§ WHAT NEEDS TO BE DONE
Give the entries again exactly, every one of them.

RECORDS FOR THE TASK START

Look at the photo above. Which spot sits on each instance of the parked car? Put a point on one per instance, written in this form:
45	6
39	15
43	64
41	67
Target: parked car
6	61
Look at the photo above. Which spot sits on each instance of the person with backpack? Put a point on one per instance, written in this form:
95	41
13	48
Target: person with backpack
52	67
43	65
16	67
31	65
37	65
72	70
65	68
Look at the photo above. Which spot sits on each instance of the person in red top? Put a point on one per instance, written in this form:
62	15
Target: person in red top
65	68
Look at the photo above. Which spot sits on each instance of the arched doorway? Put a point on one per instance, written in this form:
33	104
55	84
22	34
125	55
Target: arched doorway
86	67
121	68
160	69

RECORDS FOR THE TASK END

§ RESPONSE
Look at the photo above. Which spot sits on each instance of the parked car? Put a point on one per instance, written in this form:
45	6
39	15
43	64
41	67
Target: parked car
6	61
Look at the photo above. Which spot sits on each instance of the person with backpack? Put a point on one per instance, written in this form:
95	41
13	48
Target: person with backpack
52	67
43	65
16	67
31	65
37	65
72	70
65	68
Look at the photo above. Which spot sits on each instance of the person in red top? Put a point on one per instance, written in this form:
62	15
Target: person in red top
65	68
Look at the photo above. Which spot sits on each instance of the arched doorway? Put a point on one per instance, written in this form:
33	104
55	84
22	34
125	55
Target: arched doorway
86	67
121	68
160	69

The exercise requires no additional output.